* SHORT TASK 1
Could you repeat the military surplus thread word for word, starting at "posted by Ice" and ending at "dollars of ship?"?

* SOURCE DOCUMENT
Surplus surplus surplus, Sir!
June 21, 2013 7:47 AM   Subscribe

 
Seems like having cheap scrap metal around to forge into new stuff is way better than having a bunch of tanks laying around. Why burn the precious oil to ship these things back when they are useless to us?
posted by gjc at 7:50 AM on June 21, 2013


I bet you could make a cool RV out of an MRAP
posted by ian1977 at 7:52 AM on June 21, 2013


thats why they do it.
I would have guessed 35%.
posted by clavdivs at 7:53 AM on June 21, 2013


Where's Milo Minderbinder when you need him?
posted by dismas at 7:53 AM on June 21, 2013 [23 favorites]


Joe Dope would be real happy about this.
posted by clavdivs at 7:54 AM on June 21, 2013


Perhaps they will forge the scrap metal into ten thousand plowshares.
posted by Ice Cream Socialist at 7:54 AM on June 21, 2013 [17 favorites]


This is very common after a miltary pulls out of an area, or after a war ends. After WWII, the Navy announced plans to scrap every battleship except the South Dakota and Iowa classes. Congress screamed about how can you throw away nearly a billion dollars of ship?

* RECORDS PROVIDED
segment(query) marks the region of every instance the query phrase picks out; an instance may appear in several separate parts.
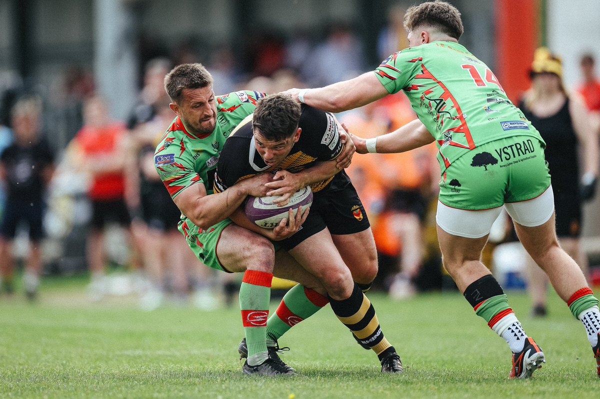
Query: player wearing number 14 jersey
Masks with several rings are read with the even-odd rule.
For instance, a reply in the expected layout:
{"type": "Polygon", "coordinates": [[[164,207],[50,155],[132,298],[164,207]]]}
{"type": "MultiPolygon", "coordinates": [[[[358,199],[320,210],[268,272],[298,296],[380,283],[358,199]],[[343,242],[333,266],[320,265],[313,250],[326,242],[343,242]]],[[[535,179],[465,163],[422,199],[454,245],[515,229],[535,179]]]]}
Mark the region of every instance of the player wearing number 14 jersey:
{"type": "Polygon", "coordinates": [[[458,43],[463,28],[455,7],[437,0],[411,7],[404,27],[410,47],[374,72],[289,92],[309,105],[341,112],[403,91],[418,120],[373,139],[353,136],[356,151],[402,152],[437,142],[436,221],[444,266],[476,314],[506,341],[513,353],[510,376],[530,377],[545,360],[480,261],[503,206],[524,248],[585,326],[600,371],[598,300],[556,239],[545,143],[494,73],[458,43]]]}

* SHORT TASK 2
Can you transcribe the whole listing above line for line, leaving the pictures out?

* TASK RESULT 1
posted by Ice Cream Socialist at 7:54 AM on June 21, 2013 [17 favorites]


This is very common after a miltary pulls out of an area, or after a war ends. After WWII, the Navy announced plans to scrap every battleship except the South Dakota and Iowa classes. Congress screamed about how can you throw away nearly a billion dollars of ship?

* TASK RESULT 2
segment(query) marks the region of every instance the query phrase picks out; an instance may appear in several separate parts.
Query: player wearing number 14 jersey
Masks with several rings are read with the even-odd rule.
For instance, a reply in the expected layout:
{"type": "Polygon", "coordinates": [[[164,207],[50,155],[132,298],[164,207]]]}
{"type": "MultiPolygon", "coordinates": [[[[358,199],[320,210],[268,272],[298,296],[380,283],[358,199]],[[343,242],[333,266],[320,265],[313,250],[326,242],[343,242]]],[[[535,179],[465,163],[422,199],[454,245],[515,229],[535,179]]]]}
Mark the region of every instance of the player wearing number 14 jersey:
{"type": "Polygon", "coordinates": [[[458,43],[463,28],[455,7],[437,0],[411,7],[404,27],[410,47],[374,72],[289,92],[309,105],[341,112],[403,91],[418,120],[373,139],[353,136],[356,151],[402,152],[437,142],[436,221],[444,266],[476,314],[506,341],[513,353],[510,376],[530,377],[545,360],[480,261],[503,206],[524,248],[585,326],[600,371],[598,300],[556,239],[545,143],[494,73],[458,43]]]}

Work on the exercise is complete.